*Input*:

=====

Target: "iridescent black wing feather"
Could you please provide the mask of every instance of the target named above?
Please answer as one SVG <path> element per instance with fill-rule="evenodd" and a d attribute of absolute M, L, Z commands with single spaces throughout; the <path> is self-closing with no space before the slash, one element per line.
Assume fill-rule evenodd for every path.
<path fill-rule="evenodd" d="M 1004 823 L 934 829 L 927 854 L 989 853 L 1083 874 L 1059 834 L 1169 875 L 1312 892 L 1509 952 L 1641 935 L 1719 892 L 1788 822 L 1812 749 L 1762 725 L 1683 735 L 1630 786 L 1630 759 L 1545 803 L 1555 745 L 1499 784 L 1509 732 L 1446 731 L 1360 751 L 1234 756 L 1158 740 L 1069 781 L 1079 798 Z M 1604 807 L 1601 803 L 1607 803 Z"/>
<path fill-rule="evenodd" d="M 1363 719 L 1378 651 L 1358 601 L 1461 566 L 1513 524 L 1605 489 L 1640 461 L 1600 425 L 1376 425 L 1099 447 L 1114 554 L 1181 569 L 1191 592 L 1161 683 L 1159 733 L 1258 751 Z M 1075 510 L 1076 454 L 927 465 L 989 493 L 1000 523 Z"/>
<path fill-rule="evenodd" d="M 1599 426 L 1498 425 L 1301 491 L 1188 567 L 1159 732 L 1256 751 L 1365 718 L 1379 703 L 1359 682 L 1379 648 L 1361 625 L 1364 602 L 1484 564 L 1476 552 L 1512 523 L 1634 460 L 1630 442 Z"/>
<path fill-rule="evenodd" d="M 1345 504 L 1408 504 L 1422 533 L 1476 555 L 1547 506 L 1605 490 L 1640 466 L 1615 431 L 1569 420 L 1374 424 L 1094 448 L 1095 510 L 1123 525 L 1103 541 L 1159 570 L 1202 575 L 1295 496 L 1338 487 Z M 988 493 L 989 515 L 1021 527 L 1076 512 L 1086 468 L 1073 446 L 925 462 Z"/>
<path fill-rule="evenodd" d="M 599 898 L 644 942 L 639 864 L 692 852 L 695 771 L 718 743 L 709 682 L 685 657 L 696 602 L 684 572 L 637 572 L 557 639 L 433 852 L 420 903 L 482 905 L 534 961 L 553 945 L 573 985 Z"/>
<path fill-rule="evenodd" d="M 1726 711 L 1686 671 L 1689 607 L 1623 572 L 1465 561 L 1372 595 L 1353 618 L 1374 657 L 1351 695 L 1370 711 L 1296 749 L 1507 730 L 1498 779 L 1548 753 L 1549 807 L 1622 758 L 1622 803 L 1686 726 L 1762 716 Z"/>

=====

*Required action*: Give an exact transcription of all the material.

*Task output*:
Target: "iridescent black wing feather"
Could you please provide the mask of every instance of the target named above?
Please answer as one SVG <path> element per instance with fill-rule="evenodd" and a d attribute of absolute M, L, Z commands with single spaces throughout; the <path> is self-closing with no space before the slash, one element per line.
Assume fill-rule evenodd for every path.
<path fill-rule="evenodd" d="M 1004 823 L 934 829 L 927 854 L 989 853 L 1083 874 L 1059 834 L 1169 875 L 1312 892 L 1509 952 L 1641 935 L 1719 892 L 1788 822 L 1812 749 L 1762 725 L 1683 735 L 1630 786 L 1630 759 L 1545 803 L 1555 745 L 1499 784 L 1509 732 L 1446 731 L 1360 751 L 1234 756 L 1158 740 L 1069 781 L 1079 798 Z M 1604 807 L 1601 803 L 1607 803 Z"/>
<path fill-rule="evenodd" d="M 1363 719 L 1378 651 L 1358 601 L 1461 566 L 1513 524 L 1605 489 L 1640 461 L 1600 425 L 1376 425 L 1099 447 L 1114 554 L 1181 569 L 1191 592 L 1161 683 L 1159 733 L 1258 751 Z M 1075 510 L 1076 454 L 927 465 L 989 493 L 1000 523 Z"/>
<path fill-rule="evenodd" d="M 1599 426 L 1498 425 L 1301 491 L 1188 567 L 1159 732 L 1256 751 L 1365 718 L 1379 703 L 1359 682 L 1379 648 L 1361 625 L 1364 602 L 1484 564 L 1476 552 L 1512 523 L 1634 460 L 1630 442 Z"/>
<path fill-rule="evenodd" d="M 1345 504 L 1408 504 L 1422 533 L 1476 555 L 1547 506 L 1605 490 L 1640 466 L 1615 431 L 1569 420 L 1374 424 L 1094 448 L 1095 510 L 1123 525 L 1103 541 L 1159 570 L 1202 575 L 1295 496 L 1338 487 Z M 988 493 L 989 515 L 1021 527 L 1076 512 L 1086 468 L 1073 446 L 925 462 Z"/>
<path fill-rule="evenodd" d="M 599 898 L 644 942 L 639 864 L 692 852 L 695 771 L 718 743 L 709 682 L 685 657 L 696 602 L 684 572 L 637 572 L 557 639 L 433 852 L 420 903 L 482 905 L 534 961 L 553 945 L 573 985 Z"/>
<path fill-rule="evenodd" d="M 1726 711 L 1686 671 L 1689 607 L 1623 572 L 1465 561 L 1372 595 L 1353 618 L 1374 657 L 1351 695 L 1370 711 L 1296 749 L 1507 730 L 1498 779 L 1548 753 L 1549 807 L 1622 758 L 1622 803 L 1686 726 L 1762 716 Z"/>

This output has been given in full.